ОБЯЗАТЕЛЬНОЕ ЗАДАНИЕ —
Перепишите дословно кусок отрывка о работе секретных агентов: от слов «Иногда случалось, что» до слов «в глазах подпольщиков.» включительно.

ЦИТИРУЕМЫЙ ОТРЫВОК —
================
Приведенными случаями я исчерпал список реальных случаев провокации, которые мне известны. Дело в том, что Департамент полиции всегда был весьма подозрителен, вникал в каждое дело, чтобы быть уверенным, что подчиненные не переходят границ законности.

Работа секретных агентов состояла исключительно в информировании охранных отделений о деятельности подпольных организаций; им строго запрещалось принимать какое-либо активное участие в делах, которые наносят ущерб интересам государства. Конечно, члены подпольных организаций, к которым принадлежал секретный агент, ожидали от него определенной работы, и он не всегда мог освободиться от нее, не вызывая подозрений. Соответственно, мы разрешали нашей агентуре участвовать в тайных собраниях и выполнять небольшие поручения, которые им давали. Но если дело касалось серьезных и опасных предприятий, то секретному сотруднику не разрешалось повиноваться руководителям бунтовщиков. Ему следовало найти убедительный предлог, чтобы отказаться от выполнения поручений. Таким образом, трудность для сотрудника состояла в том, чтобы, с одной стороны, создать впечатление активности и усердия в партийных делах, а с другой – отказываться от действий, серьезно нарушающих закон. Если в партийной работе секретный сотрудник демонстрировал слишком мало рвения, он рисковал вызвать подозрения своих товарищей и в итоге мог быть даже убит. Если же его участие в насильственных действиях бунтовщиков заходило слишком далеко, он легко мог оказаться в ситуации, которая исключала возможность законного освобождения его от ответственности.

Иногда случалось, что у нашей секретной агентуры возникала необходимость взять на сохранение у революционеров пропагандистскую литературу компрометирующего содержания и даже взрывчатку. В таких случаях агент, в соответствии с инструкциями, должен был принести такую литературу или взрывчатку в полицию своему начальнику, а затем сказать подпольщикам, что был вынужден уничтожить материалы, так как хозяйка стала что-то подозревать, или привести какое-нибудь другое убедительное объяснение. В обязанности начальника охранного отделения входило обеспечивать агентов такими объяснениями, предназначенными для революционеров, и иногда даже устраивать маленькие инсценировки. Таким образом власти получали ценные свидетельства, а агент не компрометировал себя в глазах подпольщиков.
================
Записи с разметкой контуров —
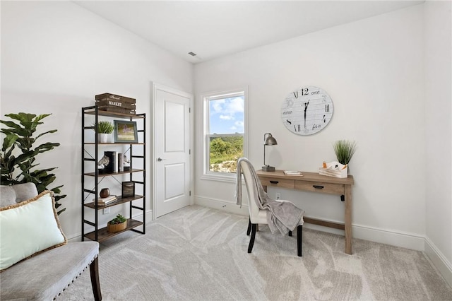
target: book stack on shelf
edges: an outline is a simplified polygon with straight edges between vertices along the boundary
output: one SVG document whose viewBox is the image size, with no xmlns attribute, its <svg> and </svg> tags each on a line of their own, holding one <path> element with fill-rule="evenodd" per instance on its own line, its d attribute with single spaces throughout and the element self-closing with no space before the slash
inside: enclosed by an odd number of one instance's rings
<svg viewBox="0 0 452 301">
<path fill-rule="evenodd" d="M 96 105 L 100 111 L 135 115 L 136 99 L 112 93 L 95 95 Z"/>
<path fill-rule="evenodd" d="M 108 205 L 110 203 L 113 203 L 114 201 L 117 200 L 118 198 L 116 196 L 109 196 L 106 198 L 98 198 L 97 199 L 97 206 L 105 206 Z M 95 202 L 96 199 L 93 199 L 93 201 Z"/>
</svg>

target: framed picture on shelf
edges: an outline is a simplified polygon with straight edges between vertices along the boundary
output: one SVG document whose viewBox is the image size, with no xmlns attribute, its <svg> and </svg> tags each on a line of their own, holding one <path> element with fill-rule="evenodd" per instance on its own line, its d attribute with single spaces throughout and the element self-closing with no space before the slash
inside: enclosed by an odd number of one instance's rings
<svg viewBox="0 0 452 301">
<path fill-rule="evenodd" d="M 114 120 L 114 142 L 136 143 L 138 142 L 136 122 Z"/>
<path fill-rule="evenodd" d="M 122 182 L 122 197 L 128 198 L 135 196 L 135 182 L 128 181 Z"/>
</svg>

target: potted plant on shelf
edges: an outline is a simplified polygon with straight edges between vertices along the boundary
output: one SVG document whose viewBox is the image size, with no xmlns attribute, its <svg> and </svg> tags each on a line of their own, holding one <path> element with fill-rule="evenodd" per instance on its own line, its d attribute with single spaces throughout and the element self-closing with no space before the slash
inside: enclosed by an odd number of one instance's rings
<svg viewBox="0 0 452 301">
<path fill-rule="evenodd" d="M 108 232 L 119 232 L 127 228 L 127 218 L 121 214 L 116 216 L 116 218 L 107 223 L 107 230 Z"/>
<path fill-rule="evenodd" d="M 348 140 L 338 140 L 333 145 L 334 153 L 336 154 L 338 161 L 340 164 L 347 165 L 352 160 L 353 154 L 356 150 L 356 142 L 350 141 Z M 350 174 L 350 167 L 348 167 L 348 173 Z"/>
<path fill-rule="evenodd" d="M 93 124 L 93 126 L 96 126 L 95 124 Z M 110 122 L 97 122 L 97 139 L 101 143 L 106 143 L 108 141 L 108 137 L 113 132 L 114 127 L 113 124 Z"/>
</svg>

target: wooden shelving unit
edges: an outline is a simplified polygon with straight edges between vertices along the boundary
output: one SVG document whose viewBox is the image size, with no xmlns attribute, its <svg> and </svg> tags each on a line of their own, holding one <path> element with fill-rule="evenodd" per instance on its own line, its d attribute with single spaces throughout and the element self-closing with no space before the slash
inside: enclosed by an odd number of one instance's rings
<svg viewBox="0 0 452 301">
<path fill-rule="evenodd" d="M 94 122 L 90 124 L 87 124 L 87 117 L 89 115 L 94 116 Z M 133 121 L 134 119 L 142 119 L 142 128 L 137 129 L 139 142 L 138 143 L 99 143 L 97 141 L 97 132 L 95 126 L 93 124 L 97 124 L 100 121 L 99 118 L 104 117 L 112 117 L 118 119 Z M 82 108 L 82 191 L 81 191 L 81 227 L 82 227 L 82 241 L 88 238 L 91 240 L 95 240 L 97 242 L 102 242 L 113 236 L 117 235 L 124 231 L 132 230 L 141 234 L 145 233 L 145 114 L 128 114 L 122 113 L 114 113 L 111 112 L 105 112 L 97 110 L 97 106 L 86 107 Z M 91 119 L 93 120 L 93 117 Z M 86 131 L 94 131 L 94 139 L 91 141 L 87 138 Z M 94 141 L 93 141 L 94 140 Z M 109 172 L 109 173 L 100 173 L 97 170 L 97 162 L 100 159 L 101 156 L 99 155 L 100 152 L 103 150 L 108 150 L 109 147 L 112 146 L 128 146 L 129 153 L 130 155 L 130 170 L 121 171 L 118 172 Z M 138 148 L 140 153 L 141 155 L 135 155 L 133 150 L 136 150 Z M 91 153 L 90 152 L 90 148 Z M 93 148 L 94 150 L 93 150 Z M 137 159 L 140 158 L 138 164 L 136 163 Z M 87 165 L 87 167 L 85 167 Z M 88 166 L 90 167 L 88 168 Z M 85 169 L 87 170 L 85 170 Z M 99 188 L 99 183 L 104 177 L 114 177 L 114 176 L 124 176 L 124 175 L 129 175 L 129 181 L 133 181 L 136 186 L 142 185 L 142 194 L 135 194 L 133 196 L 122 197 L 122 196 L 117 196 L 117 200 L 108 203 L 105 206 L 98 205 L 97 201 L 99 198 L 99 192 L 100 191 Z M 134 180 L 134 175 L 141 175 L 141 180 Z M 94 179 L 94 188 L 93 187 L 87 187 L 87 178 L 91 178 Z M 120 186 L 120 184 L 118 184 Z M 142 201 L 140 201 L 142 200 Z M 136 205 L 133 201 L 140 201 L 141 205 Z M 117 232 L 109 232 L 107 230 L 107 227 L 100 228 L 99 225 L 99 216 L 102 209 L 105 208 L 116 206 L 124 203 L 129 204 L 129 219 L 127 220 L 127 227 L 125 230 Z M 86 211 L 93 210 L 93 218 L 90 219 L 87 218 Z M 132 217 L 133 211 L 141 211 L 142 216 L 142 220 L 136 220 L 133 219 Z M 123 216 L 126 216 L 126 213 L 121 213 Z M 140 214 L 138 214 L 140 216 Z M 136 229 L 138 227 L 141 227 L 142 230 Z M 87 231 L 87 229 L 89 229 Z"/>
</svg>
================
ГОТОВОЕ РЕШЕНИЕ —
Иногда случалось, что у нашей секретной агентуры возникала необходимость взять на сохранение у революционеров пропагандистскую литературу компрометирующего содержания и даже взрывчатку. В таких случаях агент, в соответствии с инструкциями, должен был принести такую литературу или взрывчатку в полицию своему начальнику, а затем сказать подпольщикам, что был вынужден уничтожить материалы, так как хозяйка стала что-то подозревать, или привести какое-нибудь другое убедительное объяснение. В обязанности начальника охранного отделения входило обеспечивать агентов такими объяснениями, предназначенными для революционеров, и иногда даже устраивать маленькие инсценировки. Таким образом власти получали ценные свидетельства, а агент не компрометировал себя в глазах подпольщиков.